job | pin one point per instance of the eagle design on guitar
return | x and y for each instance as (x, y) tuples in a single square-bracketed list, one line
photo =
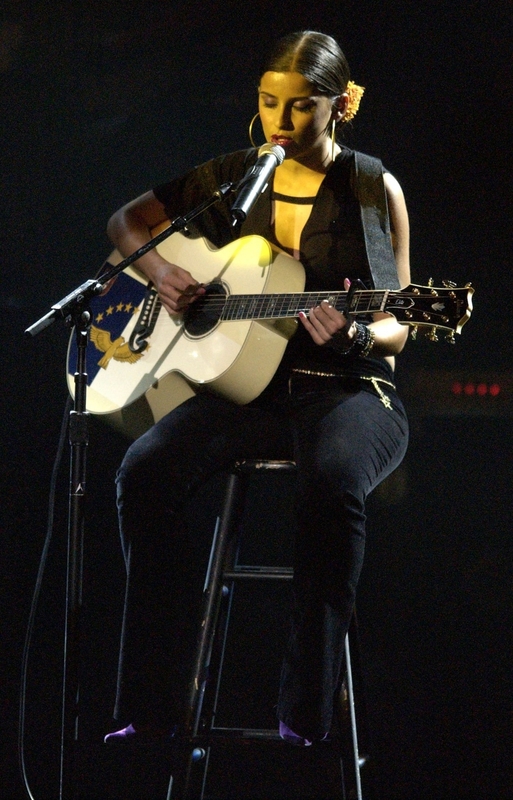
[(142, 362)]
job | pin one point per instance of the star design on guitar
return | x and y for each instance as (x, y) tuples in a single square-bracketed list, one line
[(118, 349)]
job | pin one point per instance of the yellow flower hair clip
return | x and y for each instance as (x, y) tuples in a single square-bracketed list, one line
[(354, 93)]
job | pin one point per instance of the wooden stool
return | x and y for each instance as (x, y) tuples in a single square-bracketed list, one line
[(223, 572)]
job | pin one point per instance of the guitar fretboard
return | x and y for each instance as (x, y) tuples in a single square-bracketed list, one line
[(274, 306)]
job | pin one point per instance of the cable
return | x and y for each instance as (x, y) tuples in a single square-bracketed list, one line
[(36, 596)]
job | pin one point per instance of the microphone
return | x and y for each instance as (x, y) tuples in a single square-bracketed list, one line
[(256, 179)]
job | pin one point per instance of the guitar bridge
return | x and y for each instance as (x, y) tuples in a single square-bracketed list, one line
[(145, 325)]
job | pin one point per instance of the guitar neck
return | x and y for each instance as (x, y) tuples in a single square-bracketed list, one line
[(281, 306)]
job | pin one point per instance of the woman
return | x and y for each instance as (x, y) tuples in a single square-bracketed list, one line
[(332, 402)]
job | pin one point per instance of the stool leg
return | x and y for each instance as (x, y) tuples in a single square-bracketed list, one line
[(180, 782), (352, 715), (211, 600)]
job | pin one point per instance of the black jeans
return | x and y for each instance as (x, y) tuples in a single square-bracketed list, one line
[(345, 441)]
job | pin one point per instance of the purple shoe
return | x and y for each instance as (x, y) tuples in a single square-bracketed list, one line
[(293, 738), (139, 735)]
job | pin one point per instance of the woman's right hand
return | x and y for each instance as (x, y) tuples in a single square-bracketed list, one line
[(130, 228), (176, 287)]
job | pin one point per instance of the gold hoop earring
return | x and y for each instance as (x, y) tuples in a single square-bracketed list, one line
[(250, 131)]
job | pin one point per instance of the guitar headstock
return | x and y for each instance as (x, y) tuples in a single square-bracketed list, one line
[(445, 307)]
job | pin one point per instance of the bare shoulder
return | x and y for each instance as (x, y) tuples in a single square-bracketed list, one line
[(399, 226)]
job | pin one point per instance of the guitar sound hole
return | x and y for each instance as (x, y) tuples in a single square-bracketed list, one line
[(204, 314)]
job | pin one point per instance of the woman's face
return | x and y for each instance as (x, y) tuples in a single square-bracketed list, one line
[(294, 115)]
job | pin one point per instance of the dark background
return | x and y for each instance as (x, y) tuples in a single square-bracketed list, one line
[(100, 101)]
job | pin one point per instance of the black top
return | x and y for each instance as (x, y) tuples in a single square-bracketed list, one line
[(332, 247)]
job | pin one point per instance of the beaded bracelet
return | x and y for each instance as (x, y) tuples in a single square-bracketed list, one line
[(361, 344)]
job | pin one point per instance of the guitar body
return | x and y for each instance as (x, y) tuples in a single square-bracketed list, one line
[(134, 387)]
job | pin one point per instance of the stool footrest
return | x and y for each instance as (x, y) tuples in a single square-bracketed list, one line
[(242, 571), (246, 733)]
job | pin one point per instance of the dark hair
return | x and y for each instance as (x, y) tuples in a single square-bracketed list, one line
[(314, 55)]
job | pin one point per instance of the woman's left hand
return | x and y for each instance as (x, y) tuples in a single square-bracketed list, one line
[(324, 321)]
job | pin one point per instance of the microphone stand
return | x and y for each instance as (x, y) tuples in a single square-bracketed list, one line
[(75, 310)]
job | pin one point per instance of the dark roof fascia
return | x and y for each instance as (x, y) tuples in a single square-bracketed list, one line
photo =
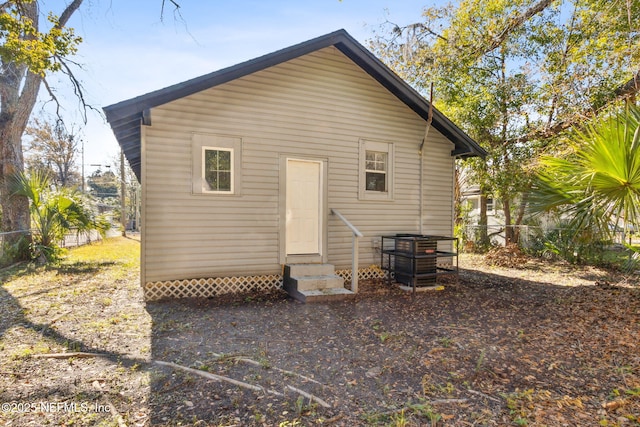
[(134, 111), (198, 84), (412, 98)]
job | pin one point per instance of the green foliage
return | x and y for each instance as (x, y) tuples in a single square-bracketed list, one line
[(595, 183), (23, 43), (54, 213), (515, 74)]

□ □ □

* **EXERCISE AIM**
Type the entries above out again exactly, with no pictures.

* **RESPONSE AREA**
job | pin one point per instance of the eagle design on guitar
return | x and y for each instance as (x, y) tuples in a single square-bracketed list, one line
photo =
[(142, 362)]
job | pin one point per instance of the star design on guitar
return | x and y for each instance as (x, y) tuples in a single square-bracketed list, one line
[(118, 349)]
job | pin one point per instance of the yellow flower hair clip
return | x and y for each instance as (x, y) tuples in a single square-bracketed list, one line
[(354, 93)]
job | pin one point per instance of the wooden stool
return | x and y for each instance as (x, y) tuples in a single square-bracketed list, one line
[(223, 572)]
job | pin one point per instance of the guitar fretboard
return | x and y for each instance as (x, y) tuples in a single square-bracketed list, one line
[(274, 306)]
job | pin one point per instance of the cable
return | x and y for each instance as (x, y) tuples in a single square-bracketed list, one line
[(36, 596)]
job | pin one point per instance of the microphone
return | x and y for each instance as (x, y) tuples in a single square-bracketed list, one line
[(256, 179)]
job | pin one point per instance of the guitar bridge
return | x and y for each instance as (x, y) tuples in a single square-bracketed list, one line
[(145, 325)]
job | pin one point per instance of the guitar neck
return | x and y for each instance as (x, y) tuples in a single square-bracketed list, one line
[(281, 306)]
job | pin one point per instance of the woman
return | x and y for each instance as (x, y) tuples in a single square-bracketed list, one line
[(332, 402)]
job | pin one point per instance of the stool leg
return | x and y for each instance as (x, y) tuples in a single square-bracketed list, one line
[(180, 782), (352, 715), (211, 600)]
job | pin one point per instance of the black jeans
return | x and y for each instance as (x, y) tuples in a single square-bracketed list, one line
[(345, 441)]
job | pin one point per instance of the purple shoe
return | x and y for each instance as (x, y) tuples in a single square-bracketed list, one line
[(293, 738), (139, 735)]
job | pin one point per instance of the woman's right hand
return | x and y for each instance as (x, y) tuples in a single square-bracketed list, one line
[(130, 228), (176, 287)]
job | pin one point per instance of the gold hoop earring
return | x and y for each instance as (x, y) tuples in a single square-bracketed list, one line
[(250, 131)]
job | pin one point per instance of the guitar headstock
return | x and y for each instance as (x, y) tuples in a single square-bracketed list, one line
[(445, 307)]
job | pin one point per instance of the bare shoulder
return | x and y for each instance as (x, y) tuples in a single square-bracketed list, one line
[(399, 226)]
job | pin one point per instance of the guitar sound hole
return | x and y for each instance as (x, y) tuples in a single square-bracketed list, one line
[(204, 314)]
job | pin one point per instance of the woman's face
return | x and y for each instance as (x, y) tuples in a single square-bracketed list, one line
[(294, 115)]
job | pin one point per instance of the dark background
return | x and y for each instance as (x, y) tuples in a single square-bracketed list, one line
[(100, 101)]
job | pin one point per instance of the black top
return | x and y for each instance as (x, y) tuples in a single square-bracketed list, one line
[(332, 247)]
job | pin one point per instance of the beaded bracelet
return | x and y for each instance as (x, y) tuples in a single square-bracketed list, one line
[(361, 344)]
job | pin one point per instance of the guitar body
return | x and y for each instance as (x, y) tuples in a single square-bracketed list, one line
[(134, 387)]
job | pin one point per instance of the stool footrest
return | x and y for each instance as (x, y) tuples in a single square-bracketed list, one line
[(242, 571), (246, 733)]
job | pin one point per instance of the dark hair
return | x and y for each instance as (x, y) tuples in a single square-bracketed list, one line
[(314, 55)]
job | pin one point per instance of the woman's left hand
return | x and y for each instance as (x, y) tuples in a single square-bracketed list, one line
[(324, 321)]
job | pin one point per instance of the microphone stand
return | x and y for each instance as (x, y) tuples in a single square-bracketed list, one line
[(75, 310)]
job | pin one point per instance of the dark roof fascia
return | x and y for each instance as (x, y) tuples in a single square-bracketed list, one line
photo =
[(134, 111), (198, 84), (412, 98)]
job | pin one point per instance of the green foliage
return | x and y for each instance as (x, y) tuples in a single square-bracketed list, one line
[(595, 183), (23, 43), (54, 213), (515, 74)]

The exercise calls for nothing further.